## REQUEST:
Reproduce the lines below, substituting "put a marker" for each occurrence of "place a dot" and keeping all other text unchanged.

## DATA TO PROCESS:
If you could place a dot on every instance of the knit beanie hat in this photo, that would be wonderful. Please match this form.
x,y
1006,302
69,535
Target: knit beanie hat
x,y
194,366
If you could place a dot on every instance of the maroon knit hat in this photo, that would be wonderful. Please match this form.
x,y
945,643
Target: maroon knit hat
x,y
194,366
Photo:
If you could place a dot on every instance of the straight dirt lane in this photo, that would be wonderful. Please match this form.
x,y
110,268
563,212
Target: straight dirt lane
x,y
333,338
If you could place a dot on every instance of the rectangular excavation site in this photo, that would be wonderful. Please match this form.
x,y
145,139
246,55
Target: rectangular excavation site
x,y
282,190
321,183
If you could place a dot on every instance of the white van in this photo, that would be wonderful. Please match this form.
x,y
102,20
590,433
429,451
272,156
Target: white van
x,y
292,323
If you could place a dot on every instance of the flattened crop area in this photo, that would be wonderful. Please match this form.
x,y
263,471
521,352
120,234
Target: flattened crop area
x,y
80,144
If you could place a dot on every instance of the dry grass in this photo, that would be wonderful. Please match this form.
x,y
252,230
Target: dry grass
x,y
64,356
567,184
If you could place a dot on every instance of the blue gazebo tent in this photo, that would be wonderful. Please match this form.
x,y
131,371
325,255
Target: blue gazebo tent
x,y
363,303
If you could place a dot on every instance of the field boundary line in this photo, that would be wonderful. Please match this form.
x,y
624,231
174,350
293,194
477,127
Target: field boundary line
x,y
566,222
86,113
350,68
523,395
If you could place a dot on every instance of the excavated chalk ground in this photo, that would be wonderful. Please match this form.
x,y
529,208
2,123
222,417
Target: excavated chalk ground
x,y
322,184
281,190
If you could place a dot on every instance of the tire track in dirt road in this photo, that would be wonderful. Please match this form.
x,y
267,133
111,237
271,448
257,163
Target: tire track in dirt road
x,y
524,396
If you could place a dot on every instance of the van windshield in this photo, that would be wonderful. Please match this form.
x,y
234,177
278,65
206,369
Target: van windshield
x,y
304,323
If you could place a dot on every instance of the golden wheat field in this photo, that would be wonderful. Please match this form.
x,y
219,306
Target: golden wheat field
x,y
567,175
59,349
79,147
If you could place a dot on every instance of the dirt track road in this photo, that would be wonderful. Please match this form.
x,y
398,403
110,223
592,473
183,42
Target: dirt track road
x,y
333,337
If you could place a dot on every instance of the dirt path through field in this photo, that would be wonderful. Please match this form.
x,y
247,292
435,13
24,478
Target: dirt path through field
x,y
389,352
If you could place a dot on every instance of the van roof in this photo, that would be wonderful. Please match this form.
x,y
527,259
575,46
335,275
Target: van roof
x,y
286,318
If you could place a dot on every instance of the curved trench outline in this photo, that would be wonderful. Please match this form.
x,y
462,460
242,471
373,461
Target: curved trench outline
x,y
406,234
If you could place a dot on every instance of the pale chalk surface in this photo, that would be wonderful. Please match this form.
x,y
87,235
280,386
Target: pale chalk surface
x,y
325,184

## ANSWER TO THIS PROBLEM:
If you could put a marker on every instance of the knit beanie hat in this photo, that would be wonderful. Please match this form.
x,y
1006,302
69,535
Target: knit beanie hat
x,y
194,366
If you could put a marker on every instance of the maroon knit hat in this photo, that would be wonderful. Please match this form.
x,y
945,643
Target: maroon knit hat
x,y
194,366
Photo:
If you could put a marker on every instance of the straight dirt lane in this photo, that would be wonderful. Please match this form.
x,y
110,268
563,212
Target: straight dirt lane
x,y
333,338
If you could put a marker on every instance of the rectangular excavation site in this photo, that would be wonderful. Please match this form.
x,y
145,139
246,55
Target: rectangular excavation site
x,y
282,190
321,183
If you could put a marker on every instance of the white van in this photo, that would be wonderful. Please match this form.
x,y
102,20
590,433
429,451
272,156
Target: white van
x,y
292,323
If you could put a marker on every instance of the flattened crop area in this photo, that would be wonderful. Please match this form.
x,y
263,471
521,352
120,234
Target: flattened crop area
x,y
80,144
If you could put a marker on every instance of the dry grass in this photo, that would be wonderful. Please match this form.
x,y
252,230
Target: dry grass
x,y
64,356
567,184
If you could put a marker on every instance of the blue gazebo tent in this photo, that would be wonderful. Please match this form.
x,y
131,371
325,255
Target: blue gazebo tent
x,y
363,303
If you could put a marker on every instance of the field boundary line in this photo, that would be wonderful. Please match this form.
x,y
624,231
174,350
293,194
477,127
Target: field boundary line
x,y
566,222
86,113
350,68
523,395
If you could put a marker on every instance of the excavated chalk ground in this photo, that would be wonderful. Please match this form.
x,y
529,208
2,123
222,417
Target: excavated chalk ground
x,y
322,184
281,190
If you could put a marker on every instance of the tire track in dirt road in this photo, that would be wonderful. Please match this form.
x,y
267,133
111,237
271,448
257,163
Target: tire track in dirt road
x,y
524,396
If you could put a marker on every instance of the van windshield in this photo, that would be wonderful. Please match this form.
x,y
234,177
278,65
206,369
Target: van windshield
x,y
304,323
If you could put a marker on every instance of the golden wheat field in this photo, that would be wonderful. Please match this form.
x,y
219,306
Target: golden wheat field
x,y
567,175
59,349
79,147
If you could put a marker on every instance of the dirt track road in this photo, that would be wonderful. Please match this form.
x,y
398,403
110,223
592,473
183,42
Target: dirt track road
x,y
333,337
If you could put a marker on every instance of the dirt path through field in this photo, that would be wonderful. Please match this form.
x,y
247,292
435,13
24,478
Target: dirt path through field
x,y
389,352
If you could put a marker on every instance of the van roof in this photo, that would be wonderful. Please match this form.
x,y
527,259
575,46
335,275
Target: van roof
x,y
286,318
If you could put a marker on every instance of the curved trench outline in this photo, that would be wonderful. Please match this form.
x,y
462,460
242,471
373,461
Target: curved trench outline
x,y
406,234
If you could put a marker on every instance of the pale chalk surface in this photo, that would be wonderful. Please match this form.
x,y
87,235
280,386
Target: pale chalk surface
x,y
325,184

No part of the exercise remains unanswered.